Required task »
Extend the post below about the autoscaling project, picking up right after its last line.

Reading text »
I spent my summer at Knewton working on an autoscaling project. I learned a lot along the way about capacity planning, queuing theory, code instrumentation, and server management and deployment, and I recently presented about what I learned at Surge Conference 2012.
The talk focused on instrumentation more than anything else, and you can check out the slides here. If capacity planning sounds interesting, we also open-sourced leptoid – the autoscaling library I worked on – so that you could review the source on Github.
I also had a chance to speak with two excellent guys, Nathan Harvey and Dave Zwieback, for an interview on Food Fight. During that interview I talked about my Surge presentation and experiences as a junior engineer at Knewton.
During my talk I mentioned the unimportance of a good capacity forecasting model relative to good instrumentation and deployment practices. This was revelatory. I actually spent the majority of my summer outside of my machine learning & statistical wheelhouse, instead working on this autoscaling project with Knewton’s systems team. Lots of time went into
- instrumenting code with statsd and Coda Hale’s metrics
- managing a cluster of Graphite hosts
- fumbling around with Chef
That list of items looks really obnoxious, I know, but I don’t want to forget about them. I simultaneously studied operating systems at NYU during this project, and have a list of topics I’d like to dig into once things slow down:
- scheduling and thread prioritization (beyond aging and “NRU” scheduling algorithms)

Entries drawn from a pointing dataset:

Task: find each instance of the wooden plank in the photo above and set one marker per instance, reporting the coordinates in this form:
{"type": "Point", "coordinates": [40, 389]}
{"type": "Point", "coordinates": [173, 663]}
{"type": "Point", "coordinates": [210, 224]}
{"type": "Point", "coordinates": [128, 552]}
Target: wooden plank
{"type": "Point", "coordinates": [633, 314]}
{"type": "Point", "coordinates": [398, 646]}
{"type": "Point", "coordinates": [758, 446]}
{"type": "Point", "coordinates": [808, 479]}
...
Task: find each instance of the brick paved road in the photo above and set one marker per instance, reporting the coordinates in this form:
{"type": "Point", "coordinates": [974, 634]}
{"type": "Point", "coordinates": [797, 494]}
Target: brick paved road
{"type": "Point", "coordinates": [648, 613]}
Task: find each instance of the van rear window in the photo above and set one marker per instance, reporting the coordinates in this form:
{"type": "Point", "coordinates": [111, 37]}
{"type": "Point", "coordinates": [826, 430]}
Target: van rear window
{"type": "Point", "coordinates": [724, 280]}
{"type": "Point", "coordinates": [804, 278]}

Written reply »
- networking, especially DNS lookups and comparisons between proxies
- sharding (or distributed storage, especially w.r.t something like HDFS)
- kernel v. user modes, and how they work in practice
Either way, I feel like a better developer after this summer. It was an excellent experience, and Dave and Peter Norton (who really needs to get on Twitter or Pinterest or something) were excellent mentors.